### INSTRUCTIONS FOR THE TASK
Copy out every line of the data below without changing a single character.

### DATASET EXCERPTS
• • • •

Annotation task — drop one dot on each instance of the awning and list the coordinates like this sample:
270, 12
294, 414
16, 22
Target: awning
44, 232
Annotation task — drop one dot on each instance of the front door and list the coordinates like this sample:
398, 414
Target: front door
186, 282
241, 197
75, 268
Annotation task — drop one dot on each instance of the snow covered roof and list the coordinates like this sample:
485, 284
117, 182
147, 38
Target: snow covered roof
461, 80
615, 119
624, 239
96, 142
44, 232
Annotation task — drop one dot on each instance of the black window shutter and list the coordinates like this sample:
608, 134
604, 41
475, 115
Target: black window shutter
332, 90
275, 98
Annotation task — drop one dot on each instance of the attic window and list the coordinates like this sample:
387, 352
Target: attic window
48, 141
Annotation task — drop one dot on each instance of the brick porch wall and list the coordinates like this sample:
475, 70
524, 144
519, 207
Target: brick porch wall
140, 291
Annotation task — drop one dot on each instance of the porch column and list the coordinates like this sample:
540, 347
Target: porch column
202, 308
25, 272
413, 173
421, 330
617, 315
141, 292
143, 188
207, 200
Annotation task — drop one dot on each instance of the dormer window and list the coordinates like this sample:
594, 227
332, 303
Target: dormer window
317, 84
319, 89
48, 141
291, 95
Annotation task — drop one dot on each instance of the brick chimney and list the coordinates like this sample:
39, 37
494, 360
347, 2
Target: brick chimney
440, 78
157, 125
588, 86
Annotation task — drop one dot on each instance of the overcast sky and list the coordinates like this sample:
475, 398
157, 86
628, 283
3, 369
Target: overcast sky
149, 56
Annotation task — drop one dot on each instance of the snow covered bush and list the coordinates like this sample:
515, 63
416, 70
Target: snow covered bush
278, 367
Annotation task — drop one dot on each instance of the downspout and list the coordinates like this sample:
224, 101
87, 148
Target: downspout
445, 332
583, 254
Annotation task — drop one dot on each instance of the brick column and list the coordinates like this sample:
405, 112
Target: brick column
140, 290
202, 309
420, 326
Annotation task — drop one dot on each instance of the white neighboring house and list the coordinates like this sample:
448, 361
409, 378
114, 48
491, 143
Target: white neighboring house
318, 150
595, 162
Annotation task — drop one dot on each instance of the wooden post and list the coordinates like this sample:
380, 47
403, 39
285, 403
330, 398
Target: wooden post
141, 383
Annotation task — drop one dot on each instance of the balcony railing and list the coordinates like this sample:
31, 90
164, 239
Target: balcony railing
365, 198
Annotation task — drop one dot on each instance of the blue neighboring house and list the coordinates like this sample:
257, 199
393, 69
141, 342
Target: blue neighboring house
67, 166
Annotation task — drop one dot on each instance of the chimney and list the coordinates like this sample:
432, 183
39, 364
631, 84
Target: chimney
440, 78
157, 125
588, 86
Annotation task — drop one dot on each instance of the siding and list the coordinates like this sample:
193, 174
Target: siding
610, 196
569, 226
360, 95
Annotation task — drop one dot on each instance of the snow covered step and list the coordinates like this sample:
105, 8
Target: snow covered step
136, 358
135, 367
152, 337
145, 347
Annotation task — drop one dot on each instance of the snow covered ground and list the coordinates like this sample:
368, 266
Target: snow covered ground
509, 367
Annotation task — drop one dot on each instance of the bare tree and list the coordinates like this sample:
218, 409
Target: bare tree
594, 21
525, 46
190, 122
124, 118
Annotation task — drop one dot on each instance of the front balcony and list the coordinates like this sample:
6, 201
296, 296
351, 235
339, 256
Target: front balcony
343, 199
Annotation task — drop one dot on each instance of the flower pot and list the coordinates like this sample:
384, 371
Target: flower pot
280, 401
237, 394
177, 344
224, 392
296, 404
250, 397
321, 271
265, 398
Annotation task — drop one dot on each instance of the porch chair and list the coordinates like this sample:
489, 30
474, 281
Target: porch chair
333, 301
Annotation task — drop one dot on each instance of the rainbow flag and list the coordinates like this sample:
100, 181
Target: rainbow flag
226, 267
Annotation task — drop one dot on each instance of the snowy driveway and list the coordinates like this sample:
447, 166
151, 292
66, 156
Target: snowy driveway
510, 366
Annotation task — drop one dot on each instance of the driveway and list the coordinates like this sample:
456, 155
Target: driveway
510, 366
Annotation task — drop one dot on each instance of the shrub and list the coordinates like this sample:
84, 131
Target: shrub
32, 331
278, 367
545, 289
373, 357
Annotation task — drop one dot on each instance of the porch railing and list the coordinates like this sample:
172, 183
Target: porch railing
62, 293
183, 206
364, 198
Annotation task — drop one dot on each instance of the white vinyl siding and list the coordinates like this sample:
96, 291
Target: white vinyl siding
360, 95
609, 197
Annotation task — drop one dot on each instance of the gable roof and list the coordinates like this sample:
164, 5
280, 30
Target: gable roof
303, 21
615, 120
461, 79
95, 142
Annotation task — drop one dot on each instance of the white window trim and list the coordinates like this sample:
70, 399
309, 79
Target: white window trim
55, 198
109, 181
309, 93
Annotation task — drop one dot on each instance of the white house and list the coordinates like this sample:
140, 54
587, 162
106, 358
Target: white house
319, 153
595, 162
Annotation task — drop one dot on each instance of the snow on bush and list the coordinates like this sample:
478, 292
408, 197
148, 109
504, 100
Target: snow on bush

• • • •

### FINAL RESULT
Annotation task — drop one dot on each instance of the awning and list the coordinates like this sample:
270, 12
294, 414
16, 22
Target: awning
44, 232
Annotation task — drop one dot on each instance of the front door and list the coordinates like this sample:
398, 414
Target: front door
186, 282
241, 197
75, 268
Annotation task — drop one dot on each instance of the snow covered roof and list the coordinates like this sample:
485, 284
117, 182
147, 38
Target: snow covered roof
461, 80
615, 119
624, 239
96, 142
44, 232
Annotation task — drop one dot on each instance of the black window shutter and list the coordinates like this sample:
608, 134
604, 41
475, 115
Target: black window shutter
332, 90
275, 98
Annotation task — drop one dot on each instance of the attic window and list the coordinates like this sample:
387, 352
Target: attic window
48, 141
Annotation task — drop one dot on each instance of the brick porch wall and list the coordinates like this sample:
475, 70
524, 144
519, 207
Target: brick porch wall
140, 291
Annotation task — drop one dot on each instance of the porch column and list the coordinates like this sample:
540, 347
Target: porch column
202, 308
25, 272
413, 173
421, 330
617, 315
141, 292
143, 188
207, 200
Annotation task — drop one dot on each instance of the dormer window and list the coordinates like this sample:
594, 227
332, 303
Target: dormer window
317, 84
319, 89
48, 141
291, 95
Annotation task — drop one dot on each instance of the brick chimney and list the coordinates like this sample:
39, 37
494, 360
347, 2
Target: brick chimney
440, 78
157, 125
588, 86
Annotation task — drop one dot on each instance of the overcast sky and list the coordinates like this sample:
475, 398
157, 86
628, 283
3, 369
Target: overcast sky
149, 56
Annotation task — drop one dot on each instance of the snow covered bush and list the coordinates like this sample:
515, 63
416, 70
Target: snow covered bush
278, 367
Annotation task — drop one dot on each instance of the downspout and list the coordinates like this sample:
224, 101
87, 148
Target: downspout
445, 332
583, 254
Annotation task — drop one dot on each instance of the brick column and list the coordinates like this sample:
405, 112
Target: brick column
140, 290
202, 309
420, 326
Annotation task — drop one dot on each instance of the white neighboring house and list the coordinates like this sample:
448, 361
409, 378
114, 48
491, 143
Target: white neighboring house
318, 150
595, 162
Annotation task — drop one dot on each instance of the wooden post and list the coordinates like this sample:
380, 47
403, 39
285, 403
330, 398
Target: wooden post
141, 383
Annotation task — drop one dot on each instance of the balcony railing and list the coordinates like this sample:
31, 90
164, 239
Target: balcony railing
365, 198
Annotation task — drop one dot on each instance of the blue neighboring house and list the coordinates like this sample:
257, 199
393, 69
141, 342
Target: blue neighboring house
67, 166
Annotation task — drop one dot on each instance of the chimney and list the coordinates like this sample:
432, 183
39, 364
631, 84
Target: chimney
440, 78
157, 125
588, 86
Annotation task — drop one dot on each instance of the siding and list the coordinates like this sample:
193, 174
Target: siding
610, 196
569, 226
360, 95
Annotation task — drop one dot on each instance of the snow covered step and list the coordinates like this sample:
105, 8
Target: snow covered step
136, 358
135, 367
152, 337
145, 347
Annotation task — drop one dot on each instance of the snow covered ground and list the coordinates like this sample:
368, 266
Target: snow covered ground
509, 367
Annotation task — drop one dot on each instance of the bare tree and list the coordinates like this sample:
218, 409
Target: bare tree
594, 21
525, 46
190, 122
124, 118
Annotation task — drop one dot on each instance of the front balcony and list the coordinates like this sample:
6, 201
296, 296
351, 235
339, 256
Target: front balcony
343, 199
Annotation task — drop one dot on each instance of the flower pot and list the coordinates like this sample:
384, 371
Target: flower pot
280, 401
237, 394
177, 344
224, 392
296, 404
250, 397
321, 271
265, 398
Annotation task — drop one dot on each instance of the porch chair and list the coordinates like this sample:
489, 30
474, 281
Target: porch chair
333, 301
Annotation task — drop one dot on each instance of the rainbow flag and list the coordinates like this sample:
100, 181
Target: rainbow flag
226, 267
Annotation task — drop one dot on each instance of the snowy driveway and list the coordinates like this sample:
447, 166
151, 292
66, 156
Target: snowy driveway
510, 366
Annotation task — drop one dot on each instance of the driveway and list the coordinates like this sample:
456, 155
Target: driveway
510, 366
Annotation task — drop one dot on each instance of the shrub and list the coordinates like this sample:
84, 131
Target: shrub
32, 331
278, 367
545, 289
373, 357
Annotation task — drop one dot on each instance of the porch railing and list the coordinates like this sample:
172, 183
Target: porch railing
62, 293
183, 206
364, 198
Annotation task — drop one dot on each instance of the white vinyl siding and list the coordinates like this sample:
96, 291
Target: white vinyl siding
360, 95
609, 197
Annotation task — drop one dot on each instance of the gable roof and list the coordinates like this sample:
164, 5
280, 30
Target: gable roof
303, 21
615, 120
461, 79
95, 142
Annotation task — drop one dot on each instance of the white window trim and list the coordinates like this sample:
70, 399
309, 79
Target: white window trim
55, 198
109, 181
309, 93
Annotation task — drop one dot on each instance of the white house and list the coordinates like this sample:
140, 54
587, 162
106, 358
Target: white house
319, 153
595, 162
Annotation task — drop one dot on each instance of the snow on bush and list the coordinates like this sample:
478, 292
408, 197
148, 109
504, 100
Target: snow on bush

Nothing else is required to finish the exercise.